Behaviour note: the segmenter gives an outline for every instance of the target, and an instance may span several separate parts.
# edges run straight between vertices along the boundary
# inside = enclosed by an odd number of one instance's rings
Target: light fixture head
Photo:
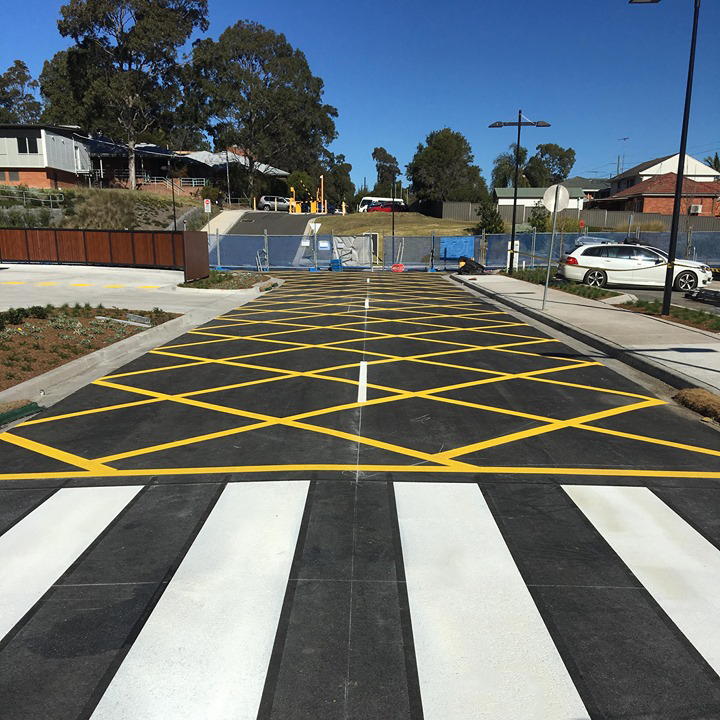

#### What you need to do:
Determine how many lines of the data contain "instance" and give nothing but that number.

#### Answer:
2